# [Task details]
Using the records below, quote only the span that opens with the line containing "Target: dark cloud in upper corner" and closes with the line containing "Target: grey cloud bank", exactly and inclusively.
**** Records for the task
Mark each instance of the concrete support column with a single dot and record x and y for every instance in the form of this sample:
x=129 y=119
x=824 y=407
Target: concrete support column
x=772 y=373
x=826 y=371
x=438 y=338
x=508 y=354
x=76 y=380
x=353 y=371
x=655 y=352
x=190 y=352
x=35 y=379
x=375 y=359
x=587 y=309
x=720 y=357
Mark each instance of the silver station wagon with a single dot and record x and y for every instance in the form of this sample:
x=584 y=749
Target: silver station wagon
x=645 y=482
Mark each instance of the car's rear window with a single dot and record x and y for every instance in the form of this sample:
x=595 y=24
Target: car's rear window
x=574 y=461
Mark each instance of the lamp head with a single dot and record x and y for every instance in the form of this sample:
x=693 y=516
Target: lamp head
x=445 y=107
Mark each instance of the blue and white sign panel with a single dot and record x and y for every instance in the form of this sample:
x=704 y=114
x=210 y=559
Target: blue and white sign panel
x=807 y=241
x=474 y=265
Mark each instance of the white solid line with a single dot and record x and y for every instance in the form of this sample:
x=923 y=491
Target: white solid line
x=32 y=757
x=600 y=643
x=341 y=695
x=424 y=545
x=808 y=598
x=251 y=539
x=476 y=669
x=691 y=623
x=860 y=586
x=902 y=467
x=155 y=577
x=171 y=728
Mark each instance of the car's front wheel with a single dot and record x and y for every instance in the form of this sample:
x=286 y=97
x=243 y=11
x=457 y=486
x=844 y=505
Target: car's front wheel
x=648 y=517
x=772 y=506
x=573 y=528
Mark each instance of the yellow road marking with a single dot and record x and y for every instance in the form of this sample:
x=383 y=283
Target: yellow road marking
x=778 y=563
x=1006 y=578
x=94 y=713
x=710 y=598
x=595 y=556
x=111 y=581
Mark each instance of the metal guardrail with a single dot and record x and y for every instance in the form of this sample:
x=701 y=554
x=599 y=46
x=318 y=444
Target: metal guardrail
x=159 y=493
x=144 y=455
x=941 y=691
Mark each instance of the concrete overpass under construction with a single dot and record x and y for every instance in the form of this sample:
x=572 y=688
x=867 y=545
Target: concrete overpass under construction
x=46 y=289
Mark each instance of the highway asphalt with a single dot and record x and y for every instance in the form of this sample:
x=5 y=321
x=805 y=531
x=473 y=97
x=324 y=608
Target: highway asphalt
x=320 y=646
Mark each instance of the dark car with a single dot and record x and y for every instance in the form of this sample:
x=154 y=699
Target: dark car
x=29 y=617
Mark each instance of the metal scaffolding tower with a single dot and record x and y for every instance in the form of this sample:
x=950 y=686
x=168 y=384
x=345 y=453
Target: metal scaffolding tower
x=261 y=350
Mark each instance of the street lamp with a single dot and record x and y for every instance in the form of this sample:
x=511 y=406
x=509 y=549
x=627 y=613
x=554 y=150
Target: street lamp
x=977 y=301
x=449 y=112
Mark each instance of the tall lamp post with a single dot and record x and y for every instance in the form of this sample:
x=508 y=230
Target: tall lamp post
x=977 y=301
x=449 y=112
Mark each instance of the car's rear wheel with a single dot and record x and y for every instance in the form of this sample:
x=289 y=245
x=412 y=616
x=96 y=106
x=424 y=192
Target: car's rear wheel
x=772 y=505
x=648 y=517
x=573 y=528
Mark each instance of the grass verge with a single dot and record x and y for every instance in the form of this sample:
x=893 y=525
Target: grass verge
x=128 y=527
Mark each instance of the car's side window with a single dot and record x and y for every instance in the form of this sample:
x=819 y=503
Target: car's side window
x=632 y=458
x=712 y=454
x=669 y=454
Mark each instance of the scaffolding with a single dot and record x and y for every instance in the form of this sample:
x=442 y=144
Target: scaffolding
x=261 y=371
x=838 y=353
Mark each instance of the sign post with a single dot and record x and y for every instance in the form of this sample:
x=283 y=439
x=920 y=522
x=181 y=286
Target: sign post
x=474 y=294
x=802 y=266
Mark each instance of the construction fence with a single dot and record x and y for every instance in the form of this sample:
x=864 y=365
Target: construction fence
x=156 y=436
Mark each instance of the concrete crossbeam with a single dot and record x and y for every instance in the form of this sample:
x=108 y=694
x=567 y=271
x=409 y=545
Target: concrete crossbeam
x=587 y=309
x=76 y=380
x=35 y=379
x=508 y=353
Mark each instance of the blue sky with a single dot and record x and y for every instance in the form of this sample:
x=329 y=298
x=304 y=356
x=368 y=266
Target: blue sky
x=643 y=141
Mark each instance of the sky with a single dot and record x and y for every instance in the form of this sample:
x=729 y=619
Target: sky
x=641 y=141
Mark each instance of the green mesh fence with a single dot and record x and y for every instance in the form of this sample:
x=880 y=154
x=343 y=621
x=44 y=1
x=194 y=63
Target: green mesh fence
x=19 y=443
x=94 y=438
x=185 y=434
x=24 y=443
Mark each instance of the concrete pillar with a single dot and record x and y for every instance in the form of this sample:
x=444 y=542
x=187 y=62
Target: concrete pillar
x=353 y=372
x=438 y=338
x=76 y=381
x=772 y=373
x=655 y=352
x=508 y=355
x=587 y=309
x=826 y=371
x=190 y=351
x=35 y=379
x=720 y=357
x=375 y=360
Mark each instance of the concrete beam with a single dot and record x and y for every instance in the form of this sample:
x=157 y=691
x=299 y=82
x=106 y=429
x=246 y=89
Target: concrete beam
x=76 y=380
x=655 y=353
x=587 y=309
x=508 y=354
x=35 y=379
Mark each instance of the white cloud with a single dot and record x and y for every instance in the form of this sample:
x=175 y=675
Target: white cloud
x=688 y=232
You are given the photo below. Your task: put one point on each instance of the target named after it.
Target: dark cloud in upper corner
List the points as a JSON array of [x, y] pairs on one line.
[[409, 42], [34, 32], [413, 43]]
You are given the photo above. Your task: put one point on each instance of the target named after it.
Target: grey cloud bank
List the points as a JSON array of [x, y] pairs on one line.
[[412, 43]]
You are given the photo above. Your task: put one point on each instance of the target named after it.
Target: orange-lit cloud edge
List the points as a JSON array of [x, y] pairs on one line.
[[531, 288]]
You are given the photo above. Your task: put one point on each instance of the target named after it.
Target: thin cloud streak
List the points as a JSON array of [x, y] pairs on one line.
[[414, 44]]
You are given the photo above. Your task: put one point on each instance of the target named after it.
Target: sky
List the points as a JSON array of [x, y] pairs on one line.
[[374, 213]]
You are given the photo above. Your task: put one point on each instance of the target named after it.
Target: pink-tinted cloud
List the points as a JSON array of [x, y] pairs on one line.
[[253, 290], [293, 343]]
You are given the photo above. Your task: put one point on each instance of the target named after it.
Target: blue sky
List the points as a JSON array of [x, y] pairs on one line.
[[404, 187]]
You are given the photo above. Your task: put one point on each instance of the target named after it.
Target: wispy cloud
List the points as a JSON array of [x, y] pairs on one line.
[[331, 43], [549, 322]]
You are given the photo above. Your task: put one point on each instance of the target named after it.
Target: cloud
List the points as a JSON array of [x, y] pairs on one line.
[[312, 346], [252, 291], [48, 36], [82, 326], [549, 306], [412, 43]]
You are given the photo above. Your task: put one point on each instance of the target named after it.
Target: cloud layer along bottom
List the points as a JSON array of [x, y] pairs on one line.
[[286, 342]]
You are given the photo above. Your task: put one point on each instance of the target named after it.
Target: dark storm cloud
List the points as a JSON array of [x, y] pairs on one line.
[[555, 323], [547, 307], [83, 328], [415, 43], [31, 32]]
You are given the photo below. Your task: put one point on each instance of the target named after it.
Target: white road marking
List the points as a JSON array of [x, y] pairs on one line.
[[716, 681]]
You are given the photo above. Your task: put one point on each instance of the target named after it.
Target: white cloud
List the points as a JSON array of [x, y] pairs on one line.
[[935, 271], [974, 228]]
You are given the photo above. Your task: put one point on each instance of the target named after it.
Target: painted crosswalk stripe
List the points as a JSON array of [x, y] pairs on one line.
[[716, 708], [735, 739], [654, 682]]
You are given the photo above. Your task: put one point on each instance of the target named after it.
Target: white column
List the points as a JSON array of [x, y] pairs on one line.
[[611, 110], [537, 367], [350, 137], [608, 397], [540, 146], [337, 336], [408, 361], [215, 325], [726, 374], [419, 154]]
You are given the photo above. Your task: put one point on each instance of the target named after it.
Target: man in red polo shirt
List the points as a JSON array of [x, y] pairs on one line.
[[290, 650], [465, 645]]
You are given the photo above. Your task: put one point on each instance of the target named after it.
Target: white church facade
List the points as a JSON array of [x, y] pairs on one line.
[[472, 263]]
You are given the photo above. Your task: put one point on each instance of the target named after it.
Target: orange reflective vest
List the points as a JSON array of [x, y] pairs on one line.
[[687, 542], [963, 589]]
********
# [Written solution]
Target: dark cloud in upper corner
List the points as a JSON array of [x, y] pairs on one line.
[[409, 42], [34, 32], [413, 43]]
You are given the photo above. Your task: put one point on each instance of the target named after it.
Target: grey cloud bank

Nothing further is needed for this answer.